Job: Please resume the email below about catalyst automation, picking up after its last line.

Article:
From: Daniel Cordero <gentoo.catalyst@xxoo.ws>
To: gentoo-catalyst@lists.gentoo.org
Cc: gentoo-releng@lists.gentoo.org
Subject: Re: [gentoo-catalyst] catalyst changes for improving automation
Date: Wed, 4 Nov 2020 10:46:54 +0000 [thread overview]
Message-ID: <20201104104654.GB3468@dysnomia.localdomain> (raw)
In-Reply-To: <CAEdQ38GLe0o9bnRVauuUkAjkCtmqb8MveZ4HFpmFvg3EgORWZA@mail.gmail.com>
On Tue, Nov 03, 2020 at 01:19:51PM -0500, Matt Turner wrote:
> On Tue, Nov 3, 2020 at 5:56 AM Daniel Cordero wrote:
> >
> > On Mon, Nov 02, 2020 at 10:44:07PM -0500, Matt Turner wrote:
> > > The catalyst-auto automation scripts live in a repo separate from
> > > catalyst. That increases the difficulty of changing catalyst's
> > > interface, and it doesn't seem to offer any advantages otherwise.
> > > (Keeping build specs in a separate repo allows them to be updated
> > > independent of catalyst and that is valuable). Additionally, since the
> > > primary way catalyst is used is via this automation, it makes sense to
> > > support this workflow in catalyst directly.

Extracted information:
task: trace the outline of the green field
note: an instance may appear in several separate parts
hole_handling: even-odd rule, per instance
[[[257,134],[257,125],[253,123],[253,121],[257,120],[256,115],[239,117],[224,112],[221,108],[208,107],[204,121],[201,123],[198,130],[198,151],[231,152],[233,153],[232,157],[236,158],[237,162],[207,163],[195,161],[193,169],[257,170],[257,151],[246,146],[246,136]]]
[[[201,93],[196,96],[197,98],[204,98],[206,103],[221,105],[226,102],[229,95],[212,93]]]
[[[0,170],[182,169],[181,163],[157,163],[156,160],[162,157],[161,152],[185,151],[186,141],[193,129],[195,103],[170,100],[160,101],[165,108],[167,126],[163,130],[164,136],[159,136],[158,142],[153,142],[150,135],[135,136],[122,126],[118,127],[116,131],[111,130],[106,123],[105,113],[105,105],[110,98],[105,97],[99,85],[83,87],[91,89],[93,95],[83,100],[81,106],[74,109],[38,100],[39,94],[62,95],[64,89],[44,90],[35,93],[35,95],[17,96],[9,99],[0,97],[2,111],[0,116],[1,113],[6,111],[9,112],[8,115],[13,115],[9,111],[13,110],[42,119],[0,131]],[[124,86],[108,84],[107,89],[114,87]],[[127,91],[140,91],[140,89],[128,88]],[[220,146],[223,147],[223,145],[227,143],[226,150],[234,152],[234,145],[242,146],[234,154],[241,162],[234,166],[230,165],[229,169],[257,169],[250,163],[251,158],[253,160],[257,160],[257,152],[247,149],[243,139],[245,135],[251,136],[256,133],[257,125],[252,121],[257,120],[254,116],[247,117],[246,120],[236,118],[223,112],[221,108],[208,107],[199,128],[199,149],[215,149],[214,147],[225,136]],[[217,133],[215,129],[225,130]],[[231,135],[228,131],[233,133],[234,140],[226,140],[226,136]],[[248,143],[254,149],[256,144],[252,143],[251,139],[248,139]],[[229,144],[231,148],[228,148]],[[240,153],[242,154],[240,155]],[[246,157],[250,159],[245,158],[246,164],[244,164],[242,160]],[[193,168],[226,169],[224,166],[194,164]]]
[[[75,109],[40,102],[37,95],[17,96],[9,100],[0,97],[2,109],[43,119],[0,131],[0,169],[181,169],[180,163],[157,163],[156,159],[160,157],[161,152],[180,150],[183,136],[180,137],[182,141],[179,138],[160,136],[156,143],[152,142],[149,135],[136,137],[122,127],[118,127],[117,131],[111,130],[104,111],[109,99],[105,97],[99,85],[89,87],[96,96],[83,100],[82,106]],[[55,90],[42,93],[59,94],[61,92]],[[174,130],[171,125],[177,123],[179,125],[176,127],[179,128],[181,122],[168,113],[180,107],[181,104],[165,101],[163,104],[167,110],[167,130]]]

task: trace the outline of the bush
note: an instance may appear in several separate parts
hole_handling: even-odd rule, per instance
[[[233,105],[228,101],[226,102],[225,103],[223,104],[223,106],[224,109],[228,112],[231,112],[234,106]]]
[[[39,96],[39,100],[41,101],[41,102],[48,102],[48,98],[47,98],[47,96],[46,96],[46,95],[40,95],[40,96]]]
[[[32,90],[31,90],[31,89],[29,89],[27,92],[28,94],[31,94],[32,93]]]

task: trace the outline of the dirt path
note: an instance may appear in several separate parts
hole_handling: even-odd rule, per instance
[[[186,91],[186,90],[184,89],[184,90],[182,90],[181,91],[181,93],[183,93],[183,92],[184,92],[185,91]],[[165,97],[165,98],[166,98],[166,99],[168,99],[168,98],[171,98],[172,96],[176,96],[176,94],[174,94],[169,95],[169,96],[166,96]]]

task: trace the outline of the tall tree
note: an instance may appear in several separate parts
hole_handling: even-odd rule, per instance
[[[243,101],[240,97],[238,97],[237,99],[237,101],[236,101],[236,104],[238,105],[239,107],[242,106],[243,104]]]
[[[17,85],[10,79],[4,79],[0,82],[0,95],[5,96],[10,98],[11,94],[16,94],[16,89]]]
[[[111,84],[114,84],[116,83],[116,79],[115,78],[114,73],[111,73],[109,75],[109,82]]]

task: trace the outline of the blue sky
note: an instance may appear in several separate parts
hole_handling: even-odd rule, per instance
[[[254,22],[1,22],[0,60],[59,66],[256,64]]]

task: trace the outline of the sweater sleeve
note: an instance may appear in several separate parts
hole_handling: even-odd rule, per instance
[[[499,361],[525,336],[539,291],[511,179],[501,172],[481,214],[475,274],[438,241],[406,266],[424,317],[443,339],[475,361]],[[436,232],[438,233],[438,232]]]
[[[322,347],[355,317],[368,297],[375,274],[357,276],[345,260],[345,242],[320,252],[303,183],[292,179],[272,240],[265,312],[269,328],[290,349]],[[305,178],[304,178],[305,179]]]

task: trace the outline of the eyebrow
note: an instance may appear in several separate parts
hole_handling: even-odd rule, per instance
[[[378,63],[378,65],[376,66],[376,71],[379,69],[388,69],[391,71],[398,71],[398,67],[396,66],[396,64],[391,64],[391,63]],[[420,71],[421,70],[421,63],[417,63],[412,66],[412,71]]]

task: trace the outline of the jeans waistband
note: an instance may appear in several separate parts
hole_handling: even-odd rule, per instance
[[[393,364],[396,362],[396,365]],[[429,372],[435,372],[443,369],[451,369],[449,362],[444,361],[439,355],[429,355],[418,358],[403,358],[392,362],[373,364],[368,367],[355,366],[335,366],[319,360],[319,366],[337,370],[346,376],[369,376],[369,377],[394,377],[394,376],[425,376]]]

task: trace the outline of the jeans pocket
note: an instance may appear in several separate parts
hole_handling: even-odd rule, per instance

Output for this task:
> > >
> >
> > What would be more heavily impacted are those users who may not already
> > have infra set up to do builds or just starting out using catalyst for
> > the first time and haven't written their own automation.
> >
> > I suggest prioritising the collection of up-to-date documentation,
> > especially regarding running catalyst manually, since it'll be
> > completely different to the literature that's currently out there.
>
> I'm a bit unsure what you mean. Do you suggest prioritizing
> documenting the current method of running catalyst before changing it?
>
I'm suggesting that documentation is more important than any trivial changes
to catalyst, especially with the large amount of changes that have
happened recently. We'll still be running scripts on top of catalyst
that can handle these tasks on a day-to-day basis.
> > > But to get there, there are some changes to catalyst that I think are
> > > improvements on their own and simplify the path to integrating
> > > automation capabilities directly into catalyst. That's what I'd like
> > > to discuss here.
> > >
> > > I'd like to:
> > >
> > > 1) Replace the custom .spec file format with TOML
> > >
> >
> > Fine. Aside from the extra quotes and commas, I'd be happy with any well
> > defined format that can handle strings and lists properly.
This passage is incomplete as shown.